§ Given records
◇ ◇ ◇ ◇ ◇ ◇ ◇

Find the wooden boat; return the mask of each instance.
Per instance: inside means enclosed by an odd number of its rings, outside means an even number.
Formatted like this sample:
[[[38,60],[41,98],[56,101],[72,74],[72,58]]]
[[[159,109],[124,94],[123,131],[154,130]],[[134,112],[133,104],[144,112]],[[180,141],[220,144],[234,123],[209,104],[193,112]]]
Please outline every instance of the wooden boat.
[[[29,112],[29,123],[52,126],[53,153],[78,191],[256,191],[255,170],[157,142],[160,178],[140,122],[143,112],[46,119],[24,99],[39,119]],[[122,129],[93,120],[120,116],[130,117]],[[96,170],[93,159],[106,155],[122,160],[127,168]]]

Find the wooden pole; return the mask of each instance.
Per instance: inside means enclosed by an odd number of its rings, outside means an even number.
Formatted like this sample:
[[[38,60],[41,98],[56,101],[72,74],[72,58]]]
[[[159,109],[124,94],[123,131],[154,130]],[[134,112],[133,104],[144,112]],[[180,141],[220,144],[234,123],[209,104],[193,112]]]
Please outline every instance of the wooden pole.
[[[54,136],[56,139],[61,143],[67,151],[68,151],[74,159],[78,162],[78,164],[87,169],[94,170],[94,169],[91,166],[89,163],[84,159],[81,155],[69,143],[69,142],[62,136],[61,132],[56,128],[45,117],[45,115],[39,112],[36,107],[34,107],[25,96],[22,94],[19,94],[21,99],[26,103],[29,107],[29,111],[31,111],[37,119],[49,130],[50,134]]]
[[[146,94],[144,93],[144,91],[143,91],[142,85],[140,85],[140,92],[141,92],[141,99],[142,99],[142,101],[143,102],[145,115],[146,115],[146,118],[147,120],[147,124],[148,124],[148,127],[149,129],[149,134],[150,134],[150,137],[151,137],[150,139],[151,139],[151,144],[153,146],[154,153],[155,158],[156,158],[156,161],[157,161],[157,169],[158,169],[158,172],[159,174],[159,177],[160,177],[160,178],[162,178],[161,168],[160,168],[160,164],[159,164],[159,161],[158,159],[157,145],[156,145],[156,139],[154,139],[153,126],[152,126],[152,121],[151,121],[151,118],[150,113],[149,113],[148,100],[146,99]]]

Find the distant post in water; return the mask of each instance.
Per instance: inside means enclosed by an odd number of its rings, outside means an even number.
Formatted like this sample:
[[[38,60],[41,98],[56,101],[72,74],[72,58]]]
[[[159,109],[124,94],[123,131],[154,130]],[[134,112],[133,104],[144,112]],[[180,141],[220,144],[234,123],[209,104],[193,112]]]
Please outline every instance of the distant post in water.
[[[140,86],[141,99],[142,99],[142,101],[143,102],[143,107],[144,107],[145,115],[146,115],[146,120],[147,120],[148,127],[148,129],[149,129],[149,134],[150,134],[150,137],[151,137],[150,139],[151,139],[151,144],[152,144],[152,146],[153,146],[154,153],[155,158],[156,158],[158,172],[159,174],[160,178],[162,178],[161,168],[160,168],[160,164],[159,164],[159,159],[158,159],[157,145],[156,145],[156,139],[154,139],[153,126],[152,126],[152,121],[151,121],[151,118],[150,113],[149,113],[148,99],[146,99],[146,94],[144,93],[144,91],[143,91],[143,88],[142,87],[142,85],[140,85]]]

◇ ◇ ◇ ◇ ◇ ◇ ◇

§ Stated problem
Reproduce all of the data above line for line, keeping every character unchanged.

§ Solution for this exercise
Find the wooden boat; return the mask of each instance.
Per instance: inside means enclosed by an odd number of its rings, outside means an even number.
Formatted like this sample:
[[[38,60],[41,98],[56,101],[72,74],[72,58]]]
[[[159,109],[124,94],[123,131],[154,130]],[[134,112],[133,104],[144,112]],[[180,141],[220,144],[234,123],[209,104],[193,112]]]
Please outline every instance of the wooden boat.
[[[29,112],[29,123],[52,126],[53,153],[78,191],[256,191],[255,170],[157,142],[160,178],[140,122],[143,112],[46,119],[24,99],[39,119]],[[122,129],[93,120],[120,116],[130,117]],[[96,170],[93,159],[106,155],[122,160],[127,168]]]

Find the wooden pole; return the mask of each instance.
Per instance: inside means enclosed by an odd number of its rings, outside means an even number.
Formatted like this sample:
[[[38,60],[41,98],[56,101],[72,74],[72,58]]]
[[[159,109],[124,94],[123,131],[154,130]],[[134,112],[133,104],[144,112]],[[180,141],[220,144],[234,123],[209,104],[193,112]]]
Please outline every instance of the wooden pole.
[[[54,136],[56,139],[61,143],[67,151],[68,151],[74,159],[78,162],[78,164],[87,169],[94,170],[94,169],[91,166],[89,163],[84,159],[81,155],[69,143],[69,142],[62,136],[61,132],[56,128],[45,117],[45,115],[39,112],[36,107],[34,107],[25,96],[22,94],[19,94],[21,99],[26,103],[29,107],[29,111],[31,111],[37,119],[49,130],[50,134]]]
[[[146,94],[144,93],[144,91],[143,91],[142,85],[140,85],[140,92],[141,92],[141,99],[142,99],[142,101],[143,102],[145,115],[146,115],[146,118],[147,120],[147,124],[148,124],[148,127],[149,129],[149,134],[150,134],[150,137],[151,137],[150,139],[151,139],[151,144],[153,146],[154,153],[155,158],[156,158],[156,161],[157,161],[157,169],[158,169],[158,172],[159,174],[159,177],[160,177],[160,178],[162,178],[161,168],[160,168],[160,164],[159,164],[159,161],[158,159],[157,145],[156,145],[156,139],[154,139],[153,126],[152,126],[152,121],[151,121],[151,118],[150,113],[149,113],[148,100],[146,99]]]

Find the distant post in water; return the mask of each instance.
Per instance: inside means enclosed by an odd number of its rings, outside means an even number.
Formatted like this sample:
[[[38,60],[41,98],[56,101],[72,74],[72,58]]]
[[[159,109],[124,94],[123,131],[154,130]],[[134,112],[133,104],[144,112]],[[180,141],[220,144],[234,123],[209,104],[193,112]]]
Please outline every instance of the distant post in water.
[[[140,86],[141,99],[142,99],[142,101],[143,102],[143,107],[144,107],[145,115],[146,115],[146,120],[147,120],[148,127],[148,129],[149,129],[149,134],[150,134],[150,137],[151,137],[150,139],[151,139],[151,144],[152,144],[152,146],[153,146],[154,153],[155,158],[156,158],[158,172],[159,174],[160,178],[162,178],[161,168],[160,168],[160,164],[159,164],[159,159],[158,159],[157,145],[156,145],[156,139],[154,139],[153,126],[152,126],[152,121],[151,121],[151,118],[150,113],[149,113],[148,99],[146,99],[146,94],[144,93],[144,91],[143,91],[143,88],[142,87],[142,85],[140,85]]]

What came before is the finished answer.